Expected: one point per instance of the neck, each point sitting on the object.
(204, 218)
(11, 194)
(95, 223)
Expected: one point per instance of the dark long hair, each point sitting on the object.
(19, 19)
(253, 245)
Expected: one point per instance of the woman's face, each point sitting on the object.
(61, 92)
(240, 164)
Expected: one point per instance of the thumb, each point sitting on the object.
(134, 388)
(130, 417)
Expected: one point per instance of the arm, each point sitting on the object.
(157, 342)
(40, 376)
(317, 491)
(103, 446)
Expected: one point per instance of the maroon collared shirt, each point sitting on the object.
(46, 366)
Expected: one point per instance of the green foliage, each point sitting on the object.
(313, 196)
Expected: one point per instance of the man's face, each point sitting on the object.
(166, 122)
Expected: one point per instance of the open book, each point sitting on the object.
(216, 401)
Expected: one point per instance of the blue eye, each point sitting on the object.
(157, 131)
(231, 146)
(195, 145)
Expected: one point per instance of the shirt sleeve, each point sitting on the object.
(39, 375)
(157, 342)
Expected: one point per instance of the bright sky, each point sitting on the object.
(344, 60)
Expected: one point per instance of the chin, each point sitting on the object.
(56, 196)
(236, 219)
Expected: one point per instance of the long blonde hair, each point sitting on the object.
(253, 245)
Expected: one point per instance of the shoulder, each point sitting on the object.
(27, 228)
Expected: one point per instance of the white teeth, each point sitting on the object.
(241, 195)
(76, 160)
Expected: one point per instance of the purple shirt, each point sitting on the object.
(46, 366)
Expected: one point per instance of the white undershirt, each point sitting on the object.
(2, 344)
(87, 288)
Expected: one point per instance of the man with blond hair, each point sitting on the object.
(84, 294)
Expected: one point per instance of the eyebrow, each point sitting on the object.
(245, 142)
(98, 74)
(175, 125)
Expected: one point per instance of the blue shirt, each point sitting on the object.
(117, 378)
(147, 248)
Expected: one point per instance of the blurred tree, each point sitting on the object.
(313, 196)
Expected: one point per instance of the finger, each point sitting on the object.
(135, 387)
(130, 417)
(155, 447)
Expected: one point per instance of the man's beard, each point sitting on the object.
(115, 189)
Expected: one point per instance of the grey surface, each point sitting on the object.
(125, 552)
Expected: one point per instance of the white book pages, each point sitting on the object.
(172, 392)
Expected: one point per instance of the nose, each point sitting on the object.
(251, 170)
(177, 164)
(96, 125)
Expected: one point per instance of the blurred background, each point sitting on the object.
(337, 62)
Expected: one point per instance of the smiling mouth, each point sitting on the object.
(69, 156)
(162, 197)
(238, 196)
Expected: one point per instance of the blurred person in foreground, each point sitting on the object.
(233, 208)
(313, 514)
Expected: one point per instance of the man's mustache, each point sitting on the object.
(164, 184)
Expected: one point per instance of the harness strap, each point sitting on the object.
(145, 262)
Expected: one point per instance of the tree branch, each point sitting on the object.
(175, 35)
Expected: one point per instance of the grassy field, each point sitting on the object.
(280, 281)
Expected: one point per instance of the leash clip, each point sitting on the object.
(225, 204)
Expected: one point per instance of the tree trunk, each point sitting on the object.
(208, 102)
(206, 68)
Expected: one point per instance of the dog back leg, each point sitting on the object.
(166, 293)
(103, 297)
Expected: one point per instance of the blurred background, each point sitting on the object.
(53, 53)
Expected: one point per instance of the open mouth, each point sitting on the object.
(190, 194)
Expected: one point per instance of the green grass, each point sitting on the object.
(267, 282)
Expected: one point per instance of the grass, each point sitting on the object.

▶ Assignment: Output all of the entries, exactly as they are written.

▶ Answer for this exercise:
Expected: one point per instance of the neck, each point sitting on the object.
(204, 218)
(11, 194)
(95, 223)
Expected: one point per instance of the dark long hair, each point sitting on the object.
(19, 19)
(253, 245)
Expected: one point per instance of the woman's face, each point sitting on the object.
(61, 92)
(240, 164)
Expected: one point per instance of the thumb, each point sitting on the object.
(134, 388)
(130, 417)
Expected: one point per instance of the arm, each point sitting on the object.
(157, 342)
(40, 376)
(317, 491)
(103, 446)
Expected: one point per instance of the maroon collared shirt, each point sitting on the object.
(46, 366)
Expected: one point per instance of the green foliage, each point sitting on the object.
(313, 196)
Expected: one point per instance of the man's face, each point sitting on the object.
(166, 122)
Expected: one point per instance of the open book, each point sitting on the object.
(216, 401)
Expected: one point per instance of the blue eye, each point sitting on the object.
(157, 131)
(231, 146)
(195, 145)
Expected: one point per instance of the shirt sleeve, each point sitting on the object.
(39, 375)
(157, 342)
Expected: one point per instance of the bright sky, each point sitting on the object.
(344, 60)
Expected: one point per instance of the chin, each point sitting on the object.
(56, 196)
(236, 219)
Expected: one point per instance of the long blonde hair, each point sitting on the object.
(253, 245)
Expected: one point per instance of the shoulder, each point sitting on the object.
(27, 228)
Expected: one point per instance of the white teeth, each point sitting on the object.
(241, 195)
(76, 160)
Expected: one point per instance of the purple shirt, each point sitting on the object.
(46, 366)
Expected: one point per instance of the white undershirt, each point sitting on the object.
(2, 344)
(87, 288)
Expected: one point per instance of the man with blond hair, each point sitting on the object.
(84, 294)
Expected: one point per instance of the eyebrow, each point sitting on the object.
(245, 142)
(98, 74)
(175, 125)
Expected: one point per instance of the blue shirt, each point sitting on the object.
(117, 378)
(147, 248)
Expected: one point per instance of the blurred tree, each point sitting on the object.
(313, 196)
Expected: one point per instance of the finger, each point sitting on the object.
(135, 387)
(130, 417)
(155, 447)
Expected: one point per instance of the man's beard, each point sitting on the object.
(115, 189)
Expected: one point per instance of the grey surface, each point sitting on the object.
(125, 552)
Expected: one point per instance of the white book pages, each point sitting on the object.
(172, 392)
Expected: one point per instance of the nose, each point sitting on the object.
(251, 170)
(177, 164)
(96, 125)
Expected: one point per instance of the blurred background, each point sitting on the object.
(337, 62)
Expected: one point per instance of the smiling mouth, each point sitting on the object.
(69, 156)
(162, 197)
(238, 196)
Expected: one point per instance of the blurred person in foreground, each point sitting on the object.
(233, 208)
(313, 514)
Expected: one point per instance of the man's mustache, each point sitting on the object.
(164, 184)
Expected: one point per instance of the harness strap, each point sitting on the object.
(145, 262)
Expected: one point per instance of the tree branch, each point sitting on the object.
(175, 35)
Expected: one point per instance of the grassy field, each point sitting on the object.
(280, 281)
Expected: one point per instance of the leash clip, each point sitting on the object.
(225, 204)
Expected: one point per instance of the tree trunk, each point sitting on the object.
(208, 102)
(206, 68)
Expected: one point per instance of the dog back leg, each point sitting on the object.
(166, 293)
(103, 297)
Expected: one point per instance of the blurred background, each point sitting on the object.
(53, 53)
Expected: one point per instance of the open mouth, each point sitting on the object.
(190, 194)
Expected: one point per instance of the green grass, each point sitting on the object.
(267, 282)
Expected: one point per instance of the grass, each point sitting on the object.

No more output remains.